(Provided records)
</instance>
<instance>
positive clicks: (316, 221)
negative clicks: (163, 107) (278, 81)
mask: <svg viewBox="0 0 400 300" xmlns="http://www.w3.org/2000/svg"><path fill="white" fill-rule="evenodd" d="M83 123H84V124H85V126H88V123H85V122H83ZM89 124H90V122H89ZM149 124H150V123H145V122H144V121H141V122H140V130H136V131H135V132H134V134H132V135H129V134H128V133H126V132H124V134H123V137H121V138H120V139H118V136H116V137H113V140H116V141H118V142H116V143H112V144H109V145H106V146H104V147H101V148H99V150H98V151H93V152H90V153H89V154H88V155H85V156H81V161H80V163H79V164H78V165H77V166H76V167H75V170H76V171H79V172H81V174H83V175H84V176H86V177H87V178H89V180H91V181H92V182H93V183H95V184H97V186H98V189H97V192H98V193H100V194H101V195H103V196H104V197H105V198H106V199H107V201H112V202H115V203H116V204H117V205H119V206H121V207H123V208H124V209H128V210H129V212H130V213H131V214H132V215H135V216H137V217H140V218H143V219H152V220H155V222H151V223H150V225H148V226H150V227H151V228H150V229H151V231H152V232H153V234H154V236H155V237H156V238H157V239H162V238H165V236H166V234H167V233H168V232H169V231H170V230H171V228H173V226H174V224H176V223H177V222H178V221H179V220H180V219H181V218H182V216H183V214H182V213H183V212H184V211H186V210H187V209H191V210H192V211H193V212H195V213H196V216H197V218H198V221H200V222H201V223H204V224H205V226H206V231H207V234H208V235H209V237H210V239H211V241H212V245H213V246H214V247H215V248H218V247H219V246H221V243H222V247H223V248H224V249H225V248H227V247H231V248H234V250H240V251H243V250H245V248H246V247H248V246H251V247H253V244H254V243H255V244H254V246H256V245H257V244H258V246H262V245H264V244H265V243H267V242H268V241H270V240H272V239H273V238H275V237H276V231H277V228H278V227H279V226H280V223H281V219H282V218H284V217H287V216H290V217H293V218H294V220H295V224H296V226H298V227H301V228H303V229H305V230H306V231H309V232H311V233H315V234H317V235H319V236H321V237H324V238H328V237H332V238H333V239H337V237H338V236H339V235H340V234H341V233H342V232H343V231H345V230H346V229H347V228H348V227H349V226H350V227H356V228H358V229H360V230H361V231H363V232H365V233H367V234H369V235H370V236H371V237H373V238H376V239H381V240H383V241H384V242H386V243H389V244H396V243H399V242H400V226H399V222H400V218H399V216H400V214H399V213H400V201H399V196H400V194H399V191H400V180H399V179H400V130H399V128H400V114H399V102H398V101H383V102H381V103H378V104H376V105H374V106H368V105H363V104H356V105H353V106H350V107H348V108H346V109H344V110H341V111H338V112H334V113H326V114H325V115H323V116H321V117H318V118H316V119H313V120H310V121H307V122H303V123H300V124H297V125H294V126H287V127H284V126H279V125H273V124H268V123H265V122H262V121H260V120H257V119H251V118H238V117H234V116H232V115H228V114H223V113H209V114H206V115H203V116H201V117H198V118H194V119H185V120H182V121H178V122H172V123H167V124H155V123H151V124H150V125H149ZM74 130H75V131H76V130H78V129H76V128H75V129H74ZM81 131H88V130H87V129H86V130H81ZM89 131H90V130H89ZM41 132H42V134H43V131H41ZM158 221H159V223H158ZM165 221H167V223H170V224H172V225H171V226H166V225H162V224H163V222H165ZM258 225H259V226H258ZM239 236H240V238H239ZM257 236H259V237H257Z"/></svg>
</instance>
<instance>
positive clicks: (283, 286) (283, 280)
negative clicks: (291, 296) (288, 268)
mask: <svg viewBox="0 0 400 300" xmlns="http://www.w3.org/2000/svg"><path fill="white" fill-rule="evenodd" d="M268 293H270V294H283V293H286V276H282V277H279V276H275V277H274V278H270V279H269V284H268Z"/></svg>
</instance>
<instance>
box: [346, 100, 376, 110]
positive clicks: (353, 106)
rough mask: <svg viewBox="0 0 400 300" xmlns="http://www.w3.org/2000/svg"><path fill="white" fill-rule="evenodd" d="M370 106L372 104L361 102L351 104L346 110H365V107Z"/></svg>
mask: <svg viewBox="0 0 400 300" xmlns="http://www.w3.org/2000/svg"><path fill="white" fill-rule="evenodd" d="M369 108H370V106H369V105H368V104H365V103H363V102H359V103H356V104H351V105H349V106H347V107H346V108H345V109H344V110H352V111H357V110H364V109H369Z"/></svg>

(Your task) Recite the full listing above exactly.

(Solved problem)
</instance>
<instance>
positive clicks: (316, 221)
negative clicks: (163, 107) (278, 81)
mask: <svg viewBox="0 0 400 300" xmlns="http://www.w3.org/2000/svg"><path fill="white" fill-rule="evenodd" d="M83 123H84V124H85V126H88V123H85V122H83ZM89 124H90V122H89ZM149 124H150V123H145V122H144V121H141V122H140V130H136V131H135V132H134V134H132V135H129V134H128V133H126V132H124V134H123V137H121V138H120V139H118V136H116V137H113V140H116V141H118V142H116V143H112V144H109V145H106V146H104V147H101V148H99V150H98V151H93V152H90V153H89V154H88V155H85V156H81V161H80V163H79V164H78V165H77V166H76V167H75V170H76V171H79V172H81V174H83V175H84V176H86V177H87V178H89V180H91V181H92V182H93V183H95V184H97V186H98V189H97V192H98V193H100V194H101V195H103V196H104V197H105V198H106V199H107V201H112V202H115V203H116V204H117V205H119V206H121V207H123V208H124V209H128V210H129V212H130V213H131V214H132V215H135V216H137V217H140V218H143V219H152V220H155V222H151V223H150V225H148V226H150V227H151V228H150V229H151V231H152V232H153V234H154V236H155V237H156V238H157V239H162V238H165V236H166V234H167V233H168V232H169V231H170V230H171V228H173V226H174V224H176V223H177V222H178V221H179V220H180V219H181V218H182V216H183V214H182V213H183V212H184V211H186V210H187V209H191V210H192V211H193V212H195V213H196V216H197V218H198V221H200V222H201V223H204V224H205V226H206V231H207V234H208V235H209V237H210V239H211V241H212V245H213V246H214V247H215V248H218V247H219V246H221V243H222V247H223V248H224V249H225V248H227V247H231V248H234V250H240V251H243V250H245V248H246V247H248V246H251V247H253V244H254V243H255V244H254V246H256V245H257V244H258V246H262V245H264V244H265V243H267V242H268V241H270V240H272V239H273V238H275V237H276V231H277V228H278V227H279V226H280V223H281V219H282V218H284V217H287V216H290V217H293V218H294V220H295V224H296V226H298V227H301V228H303V229H305V230H306V231H309V232H311V233H315V234H317V235H319V236H321V237H324V238H328V237H332V238H333V239H337V237H338V236H339V235H340V234H341V233H342V232H343V231H345V230H346V229H347V228H348V227H349V226H350V227H356V228H358V229H360V230H361V231H363V232H365V233H367V234H369V235H370V236H371V237H373V238H376V239H381V240H383V241H384V242H386V243H389V244H396V243H399V242H400V226H399V222H400V218H399V216H400V214H399V213H400V201H399V196H400V194H399V191H400V180H399V179H400V130H399V128H400V114H399V102H398V101H383V102H381V103H378V104H376V105H374V106H368V105H363V104H356V105H353V106H350V107H348V108H346V109H344V110H341V111H338V112H334V113H326V114H325V115H323V116H321V117H318V118H316V119H313V120H310V121H307V122H303V123H300V124H297V125H294V126H287V127H284V126H279V125H273V124H268V123H265V122H262V121H260V120H257V119H251V118H238V117H234V116H232V115H228V114H223V113H209V114H206V115H203V116H201V117H198V118H194V119H185V120H182V121H178V122H172V123H167V124H155V123H151V124H150V125H149ZM74 130H75V131H76V130H78V129H76V128H75V129H74ZM81 131H88V130H87V129H86V130H81ZM89 131H90V130H89ZM41 132H42V134H43V131H41ZM158 221H159V223H158ZM165 221H167V223H170V224H172V225H171V226H166V225H162V224H163V222H165ZM258 225H259V226H258ZM239 236H240V238H239ZM257 236H259V237H257Z"/></svg>
</instance>
<instance>
positive clicks: (283, 286) (283, 280)
negative clicks: (291, 296) (288, 268)
mask: <svg viewBox="0 0 400 300" xmlns="http://www.w3.org/2000/svg"><path fill="white" fill-rule="evenodd" d="M268 293H270V294H283V293H286V276H282V277H279V276H275V277H274V278H270V279H269V284H268Z"/></svg>
</instance>
<instance>
box: [346, 100, 376, 110]
positive clicks: (353, 106)
rough mask: <svg viewBox="0 0 400 300" xmlns="http://www.w3.org/2000/svg"><path fill="white" fill-rule="evenodd" d="M370 106L372 104L361 102L351 104L346 110H365V107Z"/></svg>
mask: <svg viewBox="0 0 400 300" xmlns="http://www.w3.org/2000/svg"><path fill="white" fill-rule="evenodd" d="M369 108H370V106H369V105H368V104H365V103H363V102H359V103H356V104H351V105H349V106H347V107H346V108H345V109H344V110H352V111H357V110H364V109H369Z"/></svg>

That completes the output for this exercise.